EXERCISE DIRECTIONS => Reproduce every line of the records below in full, requests included, with each polygon vertex coordinate in the answers multiplied by 0.5 and rounded to a whole number, halves rounding up.

DATA TO USE =>

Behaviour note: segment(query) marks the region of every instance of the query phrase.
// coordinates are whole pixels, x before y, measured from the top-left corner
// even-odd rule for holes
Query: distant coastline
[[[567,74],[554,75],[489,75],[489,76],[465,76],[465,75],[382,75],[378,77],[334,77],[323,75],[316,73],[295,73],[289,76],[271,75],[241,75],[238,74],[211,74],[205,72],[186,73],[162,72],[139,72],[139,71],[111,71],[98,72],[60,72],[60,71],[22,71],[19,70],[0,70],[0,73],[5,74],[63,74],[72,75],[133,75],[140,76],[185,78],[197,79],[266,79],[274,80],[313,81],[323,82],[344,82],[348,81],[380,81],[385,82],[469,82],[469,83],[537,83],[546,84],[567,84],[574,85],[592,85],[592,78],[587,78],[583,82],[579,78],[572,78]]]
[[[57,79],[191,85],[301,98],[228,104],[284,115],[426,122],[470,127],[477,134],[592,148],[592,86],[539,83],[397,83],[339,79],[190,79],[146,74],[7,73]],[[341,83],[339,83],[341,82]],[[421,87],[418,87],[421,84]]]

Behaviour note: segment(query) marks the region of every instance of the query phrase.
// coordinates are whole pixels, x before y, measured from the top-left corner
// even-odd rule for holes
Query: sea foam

OUTPUT OF THE TASK =>
Behaviour note: segment(query) marks the region of every instance of the query phrase.
// coordinates are whole pixels, x before y, measured from the top-left corner
// even-odd rule for holes
Query: distant coastline
[[[284,37],[277,38],[245,38],[245,38],[233,38],[233,38],[191,38],[189,39],[167,39],[162,38],[158,37],[148,37],[145,38],[136,38],[121,38],[119,37],[106,37],[103,36],[93,37],[81,36],[70,36],[70,36],[56,36],[49,36],[30,36],[30,36],[11,36],[10,35],[0,35],[0,37],[3,37],[32,37],[36,38],[67,38],[70,38],[93,39],[99,40],[133,40],[137,40],[157,41],[162,41],[172,41],[174,41],[190,41],[193,41],[235,41],[235,42],[269,42],[273,42],[284,42],[287,43],[296,43],[296,39],[294,39],[292,41],[290,39],[286,39]]]
[[[29,40],[96,43],[151,49],[114,52],[142,58],[213,61],[235,64],[239,67],[296,74],[296,43],[270,42],[199,42],[170,40],[95,40],[73,37],[4,37]],[[171,42],[170,42],[171,41]],[[211,44],[209,44],[211,42]]]

Behaviour note: segment(query) marks the region of every instance of the query phrase.
// coordinates are whole pixels, x before y, measured from the top-left corner
// even-odd rule for holes
Query: sea foam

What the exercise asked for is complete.